EXERCICE PROPOSÉ A:
Renvoyez à l'identique les lignes des enregistrements, en partant de la ligne contenant « For each instance of the dark shirt, the » et en allant jusqu'à la fin des enregistrements, bornes comprises.

EXTRAIT DU DOCUMENT:
____

D’ici à 2020, la production d’énergie issue de la géothermie devrait être multipliée par 6,  selon les objectifs fixés par le Grenelle de l’environnement. Afin d’y parvenir, un Comité national de la géothermie présidé par Philippe Vesseron, président d’honneur du Bureau de recherches géologiques et minières (BRGM), a été créé en juillet dernier par Jean-Louis Borloo, ex-ministre d’Etat. Ce comité de 35 personnes travaille actuellement à la simplification administrative et à la qualité dans ce secteur, à la formation des personnels, mais aussi à la diffusion de l’information vers chacune des parties intéressées. Un dossier dont s’est désormais emparée Nathalie Kosciusko-Morizet, nouvelle ministre de l’Ecologie, du Développement durable, des Transports et du Logement (MEDDTL). Parmi les moyens utilisés : la relance à grande échelle des programmes de géothermie en Ile-de-France, en Alsace, en Aquitaine, Midi-Pyrénées, et Centre, et l’équipement de 2 millions de foyers en pompes à chaleur.  Soit un investissement total compris entre 15 et 20 milliards d’euros.


Une énergie compétitive

Comment expliquer cet engouement pour une énergie jusqu’alors peu prise en compte ces dernières années ?
Tout d’abord, par la nécessité de maîtriser les émissions de gaz à effet de serre, auxquelles les énergies fossiles «traditionnelles» contribuent pour une large part. Ensuite, du fait de l’épuisement progressif des réserves de ces mêmes énergies qui contribue à les rendre de plus en plus coûteuses.

____

ENREGISTREMENTS FOURNIS:

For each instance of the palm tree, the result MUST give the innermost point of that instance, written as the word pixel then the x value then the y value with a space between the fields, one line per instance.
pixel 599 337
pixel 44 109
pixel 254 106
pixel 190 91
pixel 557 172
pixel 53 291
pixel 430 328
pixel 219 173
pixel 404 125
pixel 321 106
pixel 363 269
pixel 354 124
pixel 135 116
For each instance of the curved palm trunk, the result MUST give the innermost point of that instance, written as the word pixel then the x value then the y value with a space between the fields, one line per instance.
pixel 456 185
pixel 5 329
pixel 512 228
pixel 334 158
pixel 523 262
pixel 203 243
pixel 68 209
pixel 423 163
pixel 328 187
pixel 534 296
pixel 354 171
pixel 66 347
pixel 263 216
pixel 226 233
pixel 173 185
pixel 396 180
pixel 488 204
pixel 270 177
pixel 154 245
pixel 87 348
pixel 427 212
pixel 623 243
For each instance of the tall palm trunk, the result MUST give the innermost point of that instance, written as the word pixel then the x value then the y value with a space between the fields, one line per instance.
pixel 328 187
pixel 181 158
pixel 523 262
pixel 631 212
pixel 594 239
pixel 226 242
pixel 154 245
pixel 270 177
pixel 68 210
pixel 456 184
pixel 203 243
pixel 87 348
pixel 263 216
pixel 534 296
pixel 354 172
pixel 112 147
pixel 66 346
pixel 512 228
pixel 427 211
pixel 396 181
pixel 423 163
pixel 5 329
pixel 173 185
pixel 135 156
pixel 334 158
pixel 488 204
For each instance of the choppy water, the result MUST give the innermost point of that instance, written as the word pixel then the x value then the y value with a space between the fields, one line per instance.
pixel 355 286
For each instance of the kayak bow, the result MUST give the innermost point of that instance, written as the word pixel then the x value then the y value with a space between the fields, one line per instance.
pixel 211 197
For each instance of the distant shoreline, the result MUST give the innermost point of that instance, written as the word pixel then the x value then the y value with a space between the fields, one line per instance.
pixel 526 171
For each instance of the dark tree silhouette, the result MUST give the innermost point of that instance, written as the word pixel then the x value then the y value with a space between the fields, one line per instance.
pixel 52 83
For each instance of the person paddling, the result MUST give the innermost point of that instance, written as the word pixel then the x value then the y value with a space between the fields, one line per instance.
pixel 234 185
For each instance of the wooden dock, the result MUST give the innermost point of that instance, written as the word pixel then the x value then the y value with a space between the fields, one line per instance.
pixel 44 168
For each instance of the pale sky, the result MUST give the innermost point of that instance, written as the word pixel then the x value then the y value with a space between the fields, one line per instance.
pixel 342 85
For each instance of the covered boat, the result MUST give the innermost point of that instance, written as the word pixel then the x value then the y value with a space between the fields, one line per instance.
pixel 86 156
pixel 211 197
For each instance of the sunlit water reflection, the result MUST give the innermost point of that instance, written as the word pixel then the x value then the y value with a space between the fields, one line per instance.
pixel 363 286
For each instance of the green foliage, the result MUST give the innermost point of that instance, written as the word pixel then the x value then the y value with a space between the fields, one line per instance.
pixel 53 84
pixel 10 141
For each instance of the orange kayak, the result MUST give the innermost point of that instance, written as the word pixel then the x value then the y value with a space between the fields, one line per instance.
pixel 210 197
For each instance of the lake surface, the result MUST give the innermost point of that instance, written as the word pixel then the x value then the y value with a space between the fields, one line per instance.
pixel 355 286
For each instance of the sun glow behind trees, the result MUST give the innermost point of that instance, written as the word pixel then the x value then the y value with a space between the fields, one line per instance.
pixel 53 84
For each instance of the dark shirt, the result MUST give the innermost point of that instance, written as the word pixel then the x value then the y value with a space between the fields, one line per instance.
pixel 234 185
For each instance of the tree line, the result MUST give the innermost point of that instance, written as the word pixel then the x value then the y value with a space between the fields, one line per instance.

____

EXERCICE PROPOSÉ B:
Condensez sous forme de liste le paragraphe de l'extrait sur la géothermie qui commence par « D'ici à 2020, la production », en conservant ses faits essentiels.

CORRIGÉ A:
For each instance of the dark shirt, the result MUST give the innermost point of that instance, written as the word pixel then the x value then the y value with a space between the fields, one line per instance.
pixel 234 185
For each instance of the tree line, the result MUST give the innermost point of that instance, written as the word pixel then the x value then the y value with a space between the fields, one line per instance.

CORRIGÉ B:
- Objectif fixé par le Grenelle de l'environnement : multiplier par 6 la production d'énergie issue de la géothermie d'ici à 2020.
- Comité national de la géothermie de 35 personnes, créé en juillet dernier par Jean-Louis Borloo, ex-ministre d'État, et présidé par Philippe Vesseron, président d'honneur du BRGM.
- Travaux du comité : simplification administrative, qualité dans le secteur, formation des personnels et diffusion de l'information vers les parties intéressées.
- Dossier désormais repris par Nathalie Kosciusko-Morizet, ministre de l'Écologie, du Développement durable, des Transports et du Logement (MEDDTL).
- Moyens : relance à grande échelle des programmes de géothermie en Île-de-France, en Alsace, en Aquitaine, en Midi-Pyrénées et dans le Centre, et équipement de 2 millions de foyers en pompes à chaleur.
- Investissement total : entre 15 et 20 milliards d'euros.